◆ DOCUMENT PASSAGE:
════════════════
Ralph Blegborough (8 April 1769 – 23 January 1827) was an English physician.

==Biography==
Blegborough was the son of a surgeon at Richmond, Yorkshire, where he was born on 8 April 1769. He was educated at the grammar school of his native town, and, after acting for some time as apprentice to his father, continued his medical studies first at the university of Edinburgh, and then at Guy's and St. Thomas's Hospitals, London. Having become a member of the corporation of surgeons, London, he commenced in London as a general practitioner. He became M.D. of the university of Aberdeen on 29 December 1804, and was admitted a licentiate of the College of Physicians on 30 September 1806. About 1804 he entered into partnership with Dr. Walshman, a practitioner in midwifery, and henceforth devoted himself exclusively to this branch of his profession, in which his reputation became so high that he was selected as a medical witness before the committee of the House of Peers upon the question of the Gardner peerage. He devoted a large proportion of his time to gratuitous practice among the poor, and died, literally worn out by his benevolent exertions, on 23 January 1827. Dr. Blegborough contributed several papers to the medical journals, and also published separately 'Two Articles on the Air Pump, extracted from the "Medical and Physical Journal,"' 1802; 'Facts and Observations respecting the Efficiency of the Air Pump and Vapour Bath in Gout and other Diseases,' 1803; and 'Address to the Governors of the Surrey Dispensary,' 1810.
════════════════
◆ DATASET EXTRACT:
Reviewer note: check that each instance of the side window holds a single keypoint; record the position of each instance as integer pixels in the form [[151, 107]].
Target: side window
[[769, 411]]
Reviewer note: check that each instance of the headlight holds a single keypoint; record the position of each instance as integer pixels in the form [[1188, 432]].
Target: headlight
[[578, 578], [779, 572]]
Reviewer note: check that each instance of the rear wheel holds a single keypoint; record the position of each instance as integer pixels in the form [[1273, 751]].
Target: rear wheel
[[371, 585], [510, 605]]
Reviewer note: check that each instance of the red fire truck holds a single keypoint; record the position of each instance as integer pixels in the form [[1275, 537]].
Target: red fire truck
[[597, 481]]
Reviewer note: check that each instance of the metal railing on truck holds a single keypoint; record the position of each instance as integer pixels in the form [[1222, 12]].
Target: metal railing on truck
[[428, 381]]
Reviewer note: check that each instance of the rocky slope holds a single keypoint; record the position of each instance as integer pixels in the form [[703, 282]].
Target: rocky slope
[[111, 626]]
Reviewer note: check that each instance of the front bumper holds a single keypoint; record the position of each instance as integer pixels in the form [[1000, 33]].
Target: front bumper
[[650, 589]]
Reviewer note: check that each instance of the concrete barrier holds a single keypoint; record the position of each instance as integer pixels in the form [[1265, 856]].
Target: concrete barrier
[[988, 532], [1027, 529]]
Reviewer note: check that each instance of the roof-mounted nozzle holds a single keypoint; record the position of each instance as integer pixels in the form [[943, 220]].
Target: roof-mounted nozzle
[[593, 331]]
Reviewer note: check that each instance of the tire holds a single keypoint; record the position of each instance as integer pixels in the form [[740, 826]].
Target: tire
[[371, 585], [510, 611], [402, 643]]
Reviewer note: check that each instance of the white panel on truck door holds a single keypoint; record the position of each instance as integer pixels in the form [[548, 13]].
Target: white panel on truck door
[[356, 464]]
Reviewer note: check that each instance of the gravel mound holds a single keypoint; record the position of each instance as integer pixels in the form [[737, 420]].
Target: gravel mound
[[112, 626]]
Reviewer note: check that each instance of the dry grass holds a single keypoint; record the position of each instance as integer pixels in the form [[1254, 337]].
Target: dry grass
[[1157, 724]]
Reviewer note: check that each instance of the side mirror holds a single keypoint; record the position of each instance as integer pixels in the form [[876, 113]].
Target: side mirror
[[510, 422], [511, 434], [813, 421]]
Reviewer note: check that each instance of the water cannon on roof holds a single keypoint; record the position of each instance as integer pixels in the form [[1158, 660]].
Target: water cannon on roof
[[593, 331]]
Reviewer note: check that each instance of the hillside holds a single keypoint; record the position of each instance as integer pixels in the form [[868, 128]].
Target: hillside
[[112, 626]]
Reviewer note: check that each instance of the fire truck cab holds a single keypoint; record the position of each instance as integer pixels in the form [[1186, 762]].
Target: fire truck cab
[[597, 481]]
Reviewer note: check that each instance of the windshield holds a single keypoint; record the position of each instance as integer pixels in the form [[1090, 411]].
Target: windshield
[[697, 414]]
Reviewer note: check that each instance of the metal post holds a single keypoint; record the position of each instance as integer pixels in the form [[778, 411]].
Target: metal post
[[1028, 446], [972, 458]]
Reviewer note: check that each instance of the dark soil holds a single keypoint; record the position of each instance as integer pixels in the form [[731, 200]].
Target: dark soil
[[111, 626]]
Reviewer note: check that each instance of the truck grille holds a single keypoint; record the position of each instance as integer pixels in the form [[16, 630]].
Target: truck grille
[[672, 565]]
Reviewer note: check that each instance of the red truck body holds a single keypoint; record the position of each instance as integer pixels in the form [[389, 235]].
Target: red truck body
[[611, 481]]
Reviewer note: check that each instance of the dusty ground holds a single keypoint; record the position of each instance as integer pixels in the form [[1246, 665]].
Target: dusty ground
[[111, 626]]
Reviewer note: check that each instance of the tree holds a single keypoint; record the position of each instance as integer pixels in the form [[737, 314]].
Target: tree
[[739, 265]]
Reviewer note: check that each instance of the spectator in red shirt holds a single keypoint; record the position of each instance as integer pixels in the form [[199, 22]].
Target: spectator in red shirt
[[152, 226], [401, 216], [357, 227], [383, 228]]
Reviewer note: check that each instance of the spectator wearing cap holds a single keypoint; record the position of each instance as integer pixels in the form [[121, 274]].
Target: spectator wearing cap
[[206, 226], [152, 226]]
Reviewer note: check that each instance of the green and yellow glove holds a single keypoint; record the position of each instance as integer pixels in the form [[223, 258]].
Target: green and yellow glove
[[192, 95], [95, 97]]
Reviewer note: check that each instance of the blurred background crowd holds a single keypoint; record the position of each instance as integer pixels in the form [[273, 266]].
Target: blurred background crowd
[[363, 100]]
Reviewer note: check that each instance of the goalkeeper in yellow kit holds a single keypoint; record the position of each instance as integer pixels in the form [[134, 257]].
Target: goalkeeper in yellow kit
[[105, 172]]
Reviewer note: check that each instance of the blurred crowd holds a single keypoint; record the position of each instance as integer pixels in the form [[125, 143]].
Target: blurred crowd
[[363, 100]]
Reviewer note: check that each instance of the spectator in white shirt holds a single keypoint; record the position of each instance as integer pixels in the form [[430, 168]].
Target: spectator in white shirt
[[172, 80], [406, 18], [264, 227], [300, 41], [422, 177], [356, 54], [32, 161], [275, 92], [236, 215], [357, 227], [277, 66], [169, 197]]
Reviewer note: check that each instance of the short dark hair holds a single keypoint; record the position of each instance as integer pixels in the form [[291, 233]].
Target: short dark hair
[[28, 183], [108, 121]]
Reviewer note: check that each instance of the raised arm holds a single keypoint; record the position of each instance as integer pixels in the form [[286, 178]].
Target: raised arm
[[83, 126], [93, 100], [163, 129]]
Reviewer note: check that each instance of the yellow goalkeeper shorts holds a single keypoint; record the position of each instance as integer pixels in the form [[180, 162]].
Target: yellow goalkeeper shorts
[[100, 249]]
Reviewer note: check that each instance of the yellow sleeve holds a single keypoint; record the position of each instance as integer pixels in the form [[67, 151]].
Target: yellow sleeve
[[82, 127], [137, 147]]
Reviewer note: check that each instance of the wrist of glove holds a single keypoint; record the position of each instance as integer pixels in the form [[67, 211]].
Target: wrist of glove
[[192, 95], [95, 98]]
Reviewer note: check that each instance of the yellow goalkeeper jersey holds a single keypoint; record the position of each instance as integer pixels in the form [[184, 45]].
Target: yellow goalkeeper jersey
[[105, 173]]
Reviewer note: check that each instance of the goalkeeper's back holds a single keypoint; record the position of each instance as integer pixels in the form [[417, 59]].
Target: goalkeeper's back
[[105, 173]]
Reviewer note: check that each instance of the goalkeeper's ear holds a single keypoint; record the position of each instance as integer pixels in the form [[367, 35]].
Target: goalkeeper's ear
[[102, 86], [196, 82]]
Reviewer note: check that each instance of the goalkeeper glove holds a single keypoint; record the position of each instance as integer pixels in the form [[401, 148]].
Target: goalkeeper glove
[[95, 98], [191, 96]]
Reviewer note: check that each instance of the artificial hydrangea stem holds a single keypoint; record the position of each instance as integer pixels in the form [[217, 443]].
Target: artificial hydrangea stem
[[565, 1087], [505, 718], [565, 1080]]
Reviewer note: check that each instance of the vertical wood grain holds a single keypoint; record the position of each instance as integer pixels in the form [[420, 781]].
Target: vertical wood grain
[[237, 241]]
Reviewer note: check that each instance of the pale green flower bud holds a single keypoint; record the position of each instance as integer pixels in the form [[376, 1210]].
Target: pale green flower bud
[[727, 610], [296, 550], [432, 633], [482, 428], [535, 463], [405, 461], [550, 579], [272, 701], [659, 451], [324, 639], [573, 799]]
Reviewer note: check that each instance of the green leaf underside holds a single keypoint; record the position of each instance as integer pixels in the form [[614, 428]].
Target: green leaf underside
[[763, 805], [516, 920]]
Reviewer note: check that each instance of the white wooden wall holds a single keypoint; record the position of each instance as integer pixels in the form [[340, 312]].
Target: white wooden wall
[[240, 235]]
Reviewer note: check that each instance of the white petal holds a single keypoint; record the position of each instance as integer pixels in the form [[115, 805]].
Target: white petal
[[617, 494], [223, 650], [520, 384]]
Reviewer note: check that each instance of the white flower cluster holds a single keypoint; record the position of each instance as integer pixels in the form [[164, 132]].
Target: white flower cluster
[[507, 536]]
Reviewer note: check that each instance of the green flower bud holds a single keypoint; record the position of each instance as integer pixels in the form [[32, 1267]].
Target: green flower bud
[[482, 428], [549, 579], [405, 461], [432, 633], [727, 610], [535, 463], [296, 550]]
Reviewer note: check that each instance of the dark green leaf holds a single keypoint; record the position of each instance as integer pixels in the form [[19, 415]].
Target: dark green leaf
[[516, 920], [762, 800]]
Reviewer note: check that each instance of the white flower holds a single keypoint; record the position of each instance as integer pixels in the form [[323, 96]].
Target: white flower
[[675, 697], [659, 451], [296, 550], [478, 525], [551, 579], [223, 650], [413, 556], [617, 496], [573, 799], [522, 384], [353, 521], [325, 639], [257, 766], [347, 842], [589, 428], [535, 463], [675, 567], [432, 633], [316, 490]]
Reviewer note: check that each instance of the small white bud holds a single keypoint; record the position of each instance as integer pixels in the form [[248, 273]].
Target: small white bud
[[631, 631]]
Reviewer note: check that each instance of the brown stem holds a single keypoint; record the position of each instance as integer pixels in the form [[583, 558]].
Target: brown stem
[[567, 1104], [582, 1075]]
════════════════
◆ WORK INSTRUCTION: For each statement below, say whether it agrees with the Blegborough biography, answering yes or no and quoting the words of the biography that decide it. 1. Blegborough was born in Richmond, Yorkshire. 2. Blegborough received his M.D. from the university of Edinburgh. 3. Blegborough published his address to the governors of the Surrey Dispensary in 1803.

◆ WRITTEN ANSWER:
1. Yes: "the son of a surgeon at Richmond, Yorkshire, where he was born on 8 April 1769"
2. No: "He became M.D. of the university of Aberdeen on 29 December 1804"
3. No: "'Address to the Governors of the Surrey Dispensary,' 1810"